((

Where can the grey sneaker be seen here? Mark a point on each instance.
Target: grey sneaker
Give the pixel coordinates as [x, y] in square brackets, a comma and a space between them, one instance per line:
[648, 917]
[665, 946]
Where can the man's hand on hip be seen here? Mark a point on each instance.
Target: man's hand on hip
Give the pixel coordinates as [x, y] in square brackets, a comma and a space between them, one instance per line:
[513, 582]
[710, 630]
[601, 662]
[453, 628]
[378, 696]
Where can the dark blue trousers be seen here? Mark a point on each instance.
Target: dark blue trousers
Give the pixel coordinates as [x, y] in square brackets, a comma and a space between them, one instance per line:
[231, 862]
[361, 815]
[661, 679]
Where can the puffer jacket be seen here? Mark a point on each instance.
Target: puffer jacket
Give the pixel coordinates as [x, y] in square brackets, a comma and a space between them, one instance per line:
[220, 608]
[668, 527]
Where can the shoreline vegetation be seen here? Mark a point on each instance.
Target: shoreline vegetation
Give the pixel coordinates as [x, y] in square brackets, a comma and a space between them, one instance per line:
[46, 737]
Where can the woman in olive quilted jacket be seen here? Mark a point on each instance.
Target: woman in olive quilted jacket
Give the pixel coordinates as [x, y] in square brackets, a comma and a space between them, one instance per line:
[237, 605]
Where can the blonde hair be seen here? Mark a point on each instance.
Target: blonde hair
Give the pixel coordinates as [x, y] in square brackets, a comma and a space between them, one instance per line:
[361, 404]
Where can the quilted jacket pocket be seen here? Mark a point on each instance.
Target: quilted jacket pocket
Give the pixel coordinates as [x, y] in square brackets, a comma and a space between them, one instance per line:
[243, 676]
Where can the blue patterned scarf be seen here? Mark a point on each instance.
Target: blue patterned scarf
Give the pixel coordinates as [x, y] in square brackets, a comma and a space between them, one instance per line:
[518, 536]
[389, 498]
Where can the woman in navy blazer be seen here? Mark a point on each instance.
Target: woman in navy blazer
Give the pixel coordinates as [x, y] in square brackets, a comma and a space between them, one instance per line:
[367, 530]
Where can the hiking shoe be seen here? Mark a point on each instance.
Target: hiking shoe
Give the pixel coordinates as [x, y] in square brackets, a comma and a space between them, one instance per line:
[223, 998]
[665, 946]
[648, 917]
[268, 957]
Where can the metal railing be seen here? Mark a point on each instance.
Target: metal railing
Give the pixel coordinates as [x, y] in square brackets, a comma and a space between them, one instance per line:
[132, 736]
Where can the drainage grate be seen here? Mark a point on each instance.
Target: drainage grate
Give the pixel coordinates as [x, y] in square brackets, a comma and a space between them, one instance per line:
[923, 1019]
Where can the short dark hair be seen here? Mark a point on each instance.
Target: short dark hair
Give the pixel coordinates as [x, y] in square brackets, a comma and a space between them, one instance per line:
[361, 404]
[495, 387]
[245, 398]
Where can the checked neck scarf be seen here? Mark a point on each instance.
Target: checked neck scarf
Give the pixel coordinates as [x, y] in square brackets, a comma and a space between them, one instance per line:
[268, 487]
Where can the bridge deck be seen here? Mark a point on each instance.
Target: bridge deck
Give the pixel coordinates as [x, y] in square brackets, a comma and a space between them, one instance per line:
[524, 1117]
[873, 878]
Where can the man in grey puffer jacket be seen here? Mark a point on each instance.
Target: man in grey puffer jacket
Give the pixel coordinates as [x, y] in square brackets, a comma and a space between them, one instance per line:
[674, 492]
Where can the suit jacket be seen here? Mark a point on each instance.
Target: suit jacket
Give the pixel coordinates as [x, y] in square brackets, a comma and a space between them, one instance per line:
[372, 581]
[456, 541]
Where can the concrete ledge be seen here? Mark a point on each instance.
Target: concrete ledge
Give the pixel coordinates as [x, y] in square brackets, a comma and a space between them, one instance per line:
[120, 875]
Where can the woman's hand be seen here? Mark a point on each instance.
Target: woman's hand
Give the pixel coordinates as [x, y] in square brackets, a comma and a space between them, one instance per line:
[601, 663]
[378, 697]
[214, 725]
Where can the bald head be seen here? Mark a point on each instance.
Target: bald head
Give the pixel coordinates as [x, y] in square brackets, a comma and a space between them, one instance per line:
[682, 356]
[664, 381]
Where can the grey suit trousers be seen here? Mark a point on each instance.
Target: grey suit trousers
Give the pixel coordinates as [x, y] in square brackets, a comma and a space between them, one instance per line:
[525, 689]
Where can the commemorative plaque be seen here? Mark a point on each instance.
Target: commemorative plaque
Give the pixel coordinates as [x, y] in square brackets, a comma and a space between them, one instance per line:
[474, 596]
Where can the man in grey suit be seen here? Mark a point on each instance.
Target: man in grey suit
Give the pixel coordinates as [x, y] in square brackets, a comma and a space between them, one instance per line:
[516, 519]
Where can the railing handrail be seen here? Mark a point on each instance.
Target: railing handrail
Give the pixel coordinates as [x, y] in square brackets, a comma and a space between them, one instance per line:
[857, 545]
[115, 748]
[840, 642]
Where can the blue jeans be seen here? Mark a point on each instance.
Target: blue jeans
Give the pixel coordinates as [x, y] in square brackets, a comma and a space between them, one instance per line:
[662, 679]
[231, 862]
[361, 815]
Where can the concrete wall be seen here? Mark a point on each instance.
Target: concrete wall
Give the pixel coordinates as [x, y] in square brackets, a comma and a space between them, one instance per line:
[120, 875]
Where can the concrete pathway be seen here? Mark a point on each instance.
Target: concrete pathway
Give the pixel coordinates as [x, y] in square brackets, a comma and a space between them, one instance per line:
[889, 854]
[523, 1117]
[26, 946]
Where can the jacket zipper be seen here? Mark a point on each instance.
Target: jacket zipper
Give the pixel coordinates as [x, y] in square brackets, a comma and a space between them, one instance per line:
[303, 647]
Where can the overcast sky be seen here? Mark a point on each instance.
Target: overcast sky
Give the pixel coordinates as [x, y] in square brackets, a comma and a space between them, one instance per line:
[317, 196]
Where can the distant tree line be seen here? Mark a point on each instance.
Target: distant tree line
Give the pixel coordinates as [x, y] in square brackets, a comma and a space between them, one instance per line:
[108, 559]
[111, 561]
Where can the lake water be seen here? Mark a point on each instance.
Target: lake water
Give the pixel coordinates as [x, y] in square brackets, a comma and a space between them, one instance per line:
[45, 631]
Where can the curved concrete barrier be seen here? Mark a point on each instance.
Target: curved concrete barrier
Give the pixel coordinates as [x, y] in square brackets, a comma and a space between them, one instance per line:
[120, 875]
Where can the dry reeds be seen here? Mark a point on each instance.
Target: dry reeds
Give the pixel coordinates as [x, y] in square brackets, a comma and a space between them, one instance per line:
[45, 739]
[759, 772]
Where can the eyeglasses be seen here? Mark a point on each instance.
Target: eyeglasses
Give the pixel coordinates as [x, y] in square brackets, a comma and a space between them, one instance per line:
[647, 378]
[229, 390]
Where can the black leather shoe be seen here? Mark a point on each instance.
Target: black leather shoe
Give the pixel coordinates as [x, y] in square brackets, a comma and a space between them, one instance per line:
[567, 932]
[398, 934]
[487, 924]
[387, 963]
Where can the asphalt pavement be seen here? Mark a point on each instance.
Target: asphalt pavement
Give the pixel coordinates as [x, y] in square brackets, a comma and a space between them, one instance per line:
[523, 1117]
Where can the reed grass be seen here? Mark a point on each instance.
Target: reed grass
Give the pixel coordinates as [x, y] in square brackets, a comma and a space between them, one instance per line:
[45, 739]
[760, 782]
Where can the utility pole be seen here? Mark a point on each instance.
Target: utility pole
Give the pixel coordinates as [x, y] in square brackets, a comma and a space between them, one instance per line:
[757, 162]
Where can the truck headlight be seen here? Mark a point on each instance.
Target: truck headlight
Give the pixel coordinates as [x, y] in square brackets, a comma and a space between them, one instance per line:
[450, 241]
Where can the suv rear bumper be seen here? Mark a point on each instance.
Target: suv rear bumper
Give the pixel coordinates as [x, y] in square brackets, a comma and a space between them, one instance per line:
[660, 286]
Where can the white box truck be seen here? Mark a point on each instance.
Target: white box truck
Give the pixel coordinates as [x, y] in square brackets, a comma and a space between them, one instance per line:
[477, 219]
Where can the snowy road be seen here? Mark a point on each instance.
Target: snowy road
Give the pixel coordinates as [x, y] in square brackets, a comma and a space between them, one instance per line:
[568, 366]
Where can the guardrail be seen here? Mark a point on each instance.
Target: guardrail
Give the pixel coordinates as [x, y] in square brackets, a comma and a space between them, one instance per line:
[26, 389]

))

> **Short problem**
Return, word for word, each line from the line that contains "Where can the white" to the end of the listing above; include both end lines and nothing else.

> **Exercise solution**
Where can the white box truck be seen here? Mark a point on each instance.
Target: white box truck
Give the pixel coordinates as [x, y] in square brackets, a comma and a space between them, one instance per line:
[477, 219]
Where can the snowy road be seen here? Mark a point on each instance.
Target: snowy road
Give the pixel coordinates as [x, y] in square brackets, a comma and a space between them, one instance per line:
[568, 366]
Where can the guardrail be seen here? Mark a point on each instance.
Target: guardrail
Give the pixel coordinates as [x, y] in square brackets, a comma and a space between them, one instance per line:
[26, 389]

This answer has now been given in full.